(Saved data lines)
>>>
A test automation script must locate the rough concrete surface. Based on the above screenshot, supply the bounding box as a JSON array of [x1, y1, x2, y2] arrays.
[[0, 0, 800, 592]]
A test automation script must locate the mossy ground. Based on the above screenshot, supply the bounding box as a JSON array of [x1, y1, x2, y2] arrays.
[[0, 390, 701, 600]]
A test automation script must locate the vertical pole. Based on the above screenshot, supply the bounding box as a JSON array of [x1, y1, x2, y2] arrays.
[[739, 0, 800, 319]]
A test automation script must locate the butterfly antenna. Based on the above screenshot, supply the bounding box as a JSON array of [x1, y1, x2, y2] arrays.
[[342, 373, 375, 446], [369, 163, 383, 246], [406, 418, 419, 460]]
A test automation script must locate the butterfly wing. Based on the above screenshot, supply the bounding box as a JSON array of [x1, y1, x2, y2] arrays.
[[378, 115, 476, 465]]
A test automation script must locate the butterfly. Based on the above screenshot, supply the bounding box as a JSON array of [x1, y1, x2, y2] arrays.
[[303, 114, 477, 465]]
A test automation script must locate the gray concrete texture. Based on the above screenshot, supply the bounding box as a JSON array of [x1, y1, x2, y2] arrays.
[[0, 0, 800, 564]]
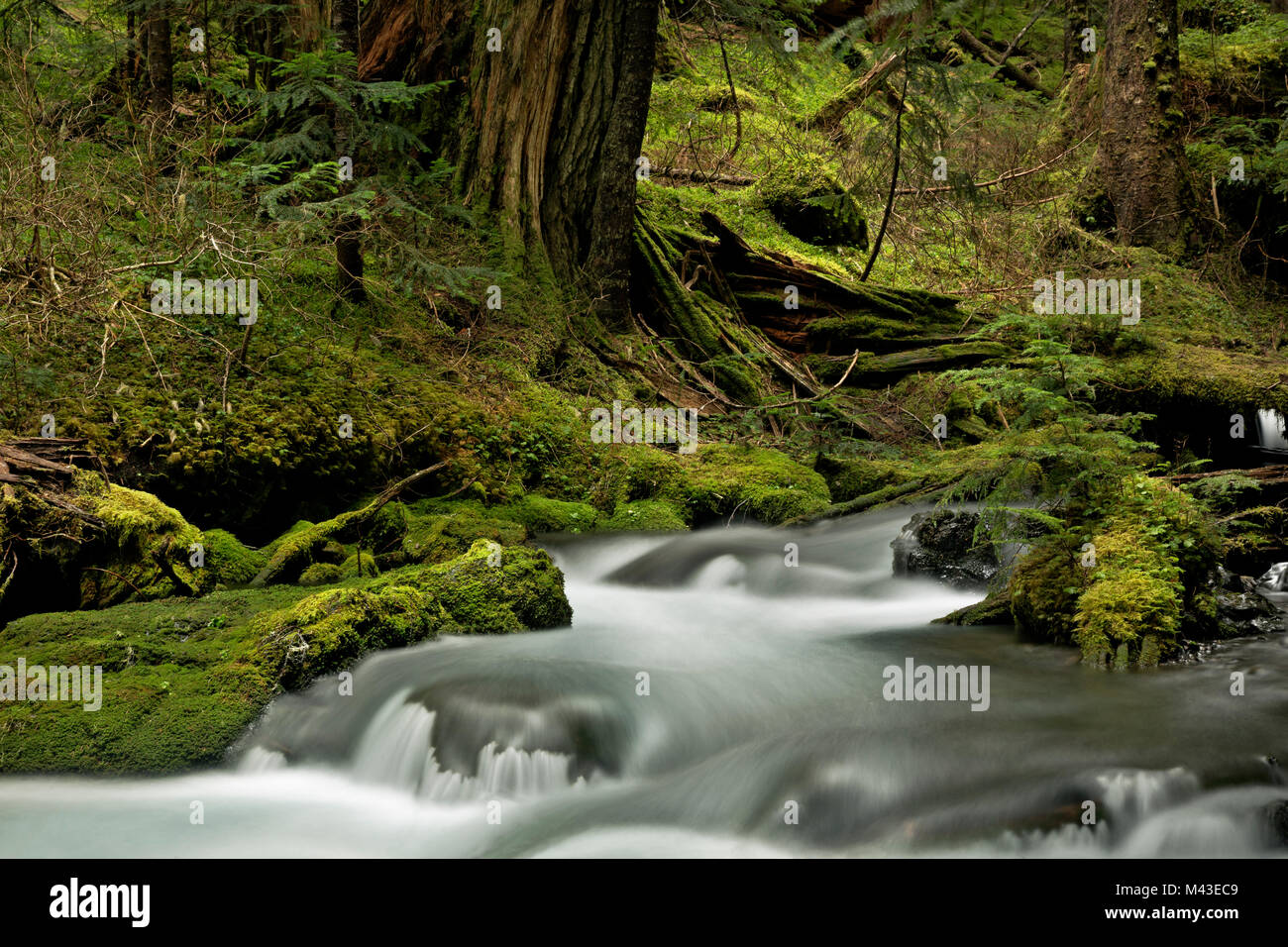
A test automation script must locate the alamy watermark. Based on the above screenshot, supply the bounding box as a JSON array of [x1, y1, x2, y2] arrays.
[[881, 657, 992, 710], [49, 878, 152, 927], [0, 657, 103, 712], [149, 269, 259, 326], [590, 401, 698, 454]]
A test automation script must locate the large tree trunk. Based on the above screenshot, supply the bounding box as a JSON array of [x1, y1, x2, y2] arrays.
[[149, 0, 174, 113], [1100, 0, 1195, 253], [361, 0, 658, 305], [331, 0, 366, 303]]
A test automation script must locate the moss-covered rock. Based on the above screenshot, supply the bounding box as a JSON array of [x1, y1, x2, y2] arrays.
[[1010, 536, 1089, 644], [198, 530, 268, 591], [658, 445, 829, 524], [253, 579, 448, 688], [403, 500, 528, 563], [254, 500, 408, 585], [0, 541, 572, 772], [756, 164, 868, 249], [1010, 475, 1221, 668], [501, 493, 599, 532]]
<<<
▶ _TASK GOAL_: Put the lines from the start of the saved data lines through the line containing "0, 366, 303]]" into a Markdown table with the columns Row and Line, skipping blank lines. Leave the pictures out.

▶ _THE RESPONSE_:
| Row | Line |
|---|---|
| 1 | A test automation script must locate the rough concrete surface. Based on the above screenshot, supply the bounding box as a JSON array of [x1, y1, x2, y2] arrays. |
| 2 | [[0, 0, 800, 592]] |
| 3 | A test automation script must locate the mossy ground. Based on the above screenshot, supply the bounding box as a JSON array of [x1, y1, x2, y2] arrays. |
| 4 | [[0, 390, 701, 600]] |
| 5 | A test automation script must locate the vertical pole. Based on the above screenshot, supply the bounding box as a JSON array of [x1, y1, x2, y2] arrays. |
| 6 | [[739, 0, 800, 319]] |
| 7 | A test automation script must locate the butterfly antenna. Based on the above screenshot, supply the bounding box as a JSON array of [x1, y1, x2, y2] arrays. |
| 8 | [[342, 373, 375, 446], [369, 163, 383, 246], [406, 418, 419, 460]] |
| 9 | A test automation script must locate the butterfly wing. Based on the above screenshot, supply the bounding box as a JSON array of [x1, y1, x2, y2] arrays. |
| 10 | [[378, 115, 476, 465]] |
| 11 | A test automation script must locate the butterfly. Based on the above screenshot, supply the bounding box as a JSON array of [x1, y1, x2, y2] arrays. |
| 12 | [[303, 114, 477, 465]] |
| 13 | A test automation script must locate the gray concrete texture. Based on the above screenshot, supply the bounding box as a JSON array of [x1, y1, x2, y2] arrays. |
| 14 | [[0, 0, 800, 564]] |
| 15 | A test automation script must locate the alamy watermark. Based on the above screenshot, supply the bounding box as a JSON array of [x1, y1, x2, y2] arrays. |
| 16 | [[881, 657, 992, 710], [49, 878, 152, 927], [0, 657, 103, 712], [149, 269, 259, 326], [590, 401, 698, 454]] |
| 17 | A test automation script must locate the large tree trunk. Based on the above screenshot, supply the bounding box as a JSON array of [x1, y1, x2, y2] arrays. |
| 18 | [[149, 0, 174, 113], [1100, 0, 1195, 253], [361, 0, 658, 305], [331, 0, 366, 303]] |